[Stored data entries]
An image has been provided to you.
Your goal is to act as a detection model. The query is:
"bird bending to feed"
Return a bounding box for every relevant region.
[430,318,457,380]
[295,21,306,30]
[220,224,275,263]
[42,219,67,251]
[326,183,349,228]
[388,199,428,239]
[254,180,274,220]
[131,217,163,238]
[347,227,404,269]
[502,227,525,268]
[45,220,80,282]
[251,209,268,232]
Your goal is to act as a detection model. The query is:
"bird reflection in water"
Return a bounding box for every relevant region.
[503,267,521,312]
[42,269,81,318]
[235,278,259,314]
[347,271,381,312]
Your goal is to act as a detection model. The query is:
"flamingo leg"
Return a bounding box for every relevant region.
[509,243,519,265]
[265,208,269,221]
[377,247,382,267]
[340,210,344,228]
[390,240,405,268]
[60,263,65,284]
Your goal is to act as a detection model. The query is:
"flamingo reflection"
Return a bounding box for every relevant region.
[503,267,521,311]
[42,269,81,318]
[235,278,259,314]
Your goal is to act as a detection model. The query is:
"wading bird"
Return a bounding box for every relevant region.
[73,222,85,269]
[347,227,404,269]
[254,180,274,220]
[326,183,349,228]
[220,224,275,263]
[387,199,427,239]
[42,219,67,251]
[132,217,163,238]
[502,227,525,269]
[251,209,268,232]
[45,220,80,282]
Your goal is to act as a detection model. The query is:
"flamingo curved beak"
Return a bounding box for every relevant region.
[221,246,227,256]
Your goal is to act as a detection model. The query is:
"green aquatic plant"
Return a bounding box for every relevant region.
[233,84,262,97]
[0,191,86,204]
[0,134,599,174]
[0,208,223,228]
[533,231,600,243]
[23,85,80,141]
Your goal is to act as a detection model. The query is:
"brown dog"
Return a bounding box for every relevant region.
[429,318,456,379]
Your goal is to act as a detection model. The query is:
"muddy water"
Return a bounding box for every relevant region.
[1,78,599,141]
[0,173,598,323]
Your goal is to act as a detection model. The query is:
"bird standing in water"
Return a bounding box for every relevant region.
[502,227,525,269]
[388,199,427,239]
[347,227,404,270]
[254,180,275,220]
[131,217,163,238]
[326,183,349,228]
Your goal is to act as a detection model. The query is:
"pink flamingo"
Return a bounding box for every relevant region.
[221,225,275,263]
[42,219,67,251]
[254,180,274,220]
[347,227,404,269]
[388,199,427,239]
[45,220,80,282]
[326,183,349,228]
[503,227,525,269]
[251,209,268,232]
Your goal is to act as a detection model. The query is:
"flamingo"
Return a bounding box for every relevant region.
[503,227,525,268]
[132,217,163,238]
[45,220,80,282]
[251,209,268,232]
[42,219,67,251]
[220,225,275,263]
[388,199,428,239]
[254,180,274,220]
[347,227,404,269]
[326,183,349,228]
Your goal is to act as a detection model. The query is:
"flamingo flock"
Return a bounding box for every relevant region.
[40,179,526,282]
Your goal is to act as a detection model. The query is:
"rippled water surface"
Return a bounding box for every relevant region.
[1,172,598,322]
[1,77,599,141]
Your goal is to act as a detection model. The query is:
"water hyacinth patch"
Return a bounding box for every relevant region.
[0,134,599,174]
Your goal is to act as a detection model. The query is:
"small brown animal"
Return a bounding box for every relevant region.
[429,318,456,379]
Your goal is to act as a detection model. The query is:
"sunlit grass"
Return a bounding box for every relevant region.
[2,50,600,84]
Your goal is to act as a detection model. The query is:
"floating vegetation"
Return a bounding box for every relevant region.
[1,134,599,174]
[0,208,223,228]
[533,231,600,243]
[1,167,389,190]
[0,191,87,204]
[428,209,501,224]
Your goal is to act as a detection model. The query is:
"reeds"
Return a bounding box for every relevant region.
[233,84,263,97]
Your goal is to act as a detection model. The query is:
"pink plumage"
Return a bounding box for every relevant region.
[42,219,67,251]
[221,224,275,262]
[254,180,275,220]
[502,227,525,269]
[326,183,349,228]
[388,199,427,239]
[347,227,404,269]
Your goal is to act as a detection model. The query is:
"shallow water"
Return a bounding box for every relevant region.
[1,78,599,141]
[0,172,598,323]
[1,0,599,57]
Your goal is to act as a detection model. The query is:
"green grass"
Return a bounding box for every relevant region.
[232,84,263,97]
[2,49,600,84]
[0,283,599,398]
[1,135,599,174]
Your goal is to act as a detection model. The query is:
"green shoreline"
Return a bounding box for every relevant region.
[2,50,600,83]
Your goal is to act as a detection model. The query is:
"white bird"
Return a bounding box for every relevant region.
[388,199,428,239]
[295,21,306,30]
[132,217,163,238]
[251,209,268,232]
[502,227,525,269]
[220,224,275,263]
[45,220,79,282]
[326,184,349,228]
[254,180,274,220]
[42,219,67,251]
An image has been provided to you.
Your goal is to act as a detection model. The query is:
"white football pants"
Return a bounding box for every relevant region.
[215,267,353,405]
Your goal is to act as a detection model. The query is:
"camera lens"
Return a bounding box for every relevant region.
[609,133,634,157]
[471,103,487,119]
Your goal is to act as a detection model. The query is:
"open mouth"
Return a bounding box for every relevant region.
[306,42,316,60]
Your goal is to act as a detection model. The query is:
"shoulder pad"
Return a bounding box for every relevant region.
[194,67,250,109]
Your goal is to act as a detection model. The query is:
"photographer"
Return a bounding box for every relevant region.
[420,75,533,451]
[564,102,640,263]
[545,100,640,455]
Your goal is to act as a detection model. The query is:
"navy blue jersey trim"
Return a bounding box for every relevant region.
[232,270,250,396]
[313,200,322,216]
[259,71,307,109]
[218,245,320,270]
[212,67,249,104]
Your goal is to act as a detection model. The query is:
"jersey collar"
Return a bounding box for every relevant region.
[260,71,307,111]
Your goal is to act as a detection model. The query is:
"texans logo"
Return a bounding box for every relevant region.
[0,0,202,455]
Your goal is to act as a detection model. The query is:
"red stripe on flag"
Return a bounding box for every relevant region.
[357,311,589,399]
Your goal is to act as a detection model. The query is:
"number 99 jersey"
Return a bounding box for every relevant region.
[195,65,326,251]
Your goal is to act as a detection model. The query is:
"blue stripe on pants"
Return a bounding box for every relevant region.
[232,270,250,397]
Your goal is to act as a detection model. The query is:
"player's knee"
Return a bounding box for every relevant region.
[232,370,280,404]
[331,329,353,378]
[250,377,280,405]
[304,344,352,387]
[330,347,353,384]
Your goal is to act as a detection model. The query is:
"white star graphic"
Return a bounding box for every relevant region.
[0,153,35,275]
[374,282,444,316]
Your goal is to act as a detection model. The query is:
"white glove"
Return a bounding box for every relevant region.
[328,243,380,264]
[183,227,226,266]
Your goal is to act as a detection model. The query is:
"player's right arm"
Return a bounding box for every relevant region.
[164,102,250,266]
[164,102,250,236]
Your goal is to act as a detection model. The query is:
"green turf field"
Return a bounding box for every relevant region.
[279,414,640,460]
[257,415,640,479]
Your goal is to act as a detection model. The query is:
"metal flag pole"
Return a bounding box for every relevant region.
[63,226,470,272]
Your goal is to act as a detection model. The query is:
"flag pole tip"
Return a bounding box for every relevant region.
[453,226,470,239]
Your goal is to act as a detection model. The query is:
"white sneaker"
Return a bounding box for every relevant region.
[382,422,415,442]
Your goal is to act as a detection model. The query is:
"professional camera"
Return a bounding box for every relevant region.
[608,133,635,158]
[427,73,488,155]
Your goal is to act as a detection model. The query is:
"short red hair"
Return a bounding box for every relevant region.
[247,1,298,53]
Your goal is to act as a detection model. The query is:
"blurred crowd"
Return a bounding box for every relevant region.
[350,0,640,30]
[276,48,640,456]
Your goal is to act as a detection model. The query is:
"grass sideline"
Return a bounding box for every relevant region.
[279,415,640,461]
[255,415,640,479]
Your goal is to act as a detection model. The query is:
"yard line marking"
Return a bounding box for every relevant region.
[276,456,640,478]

| DESCRIPTION OF THE TASK |
Check each line of the records above for the word "flag", then give the number of lines that have it, with no other words.

| WORKED SOLUTION |
3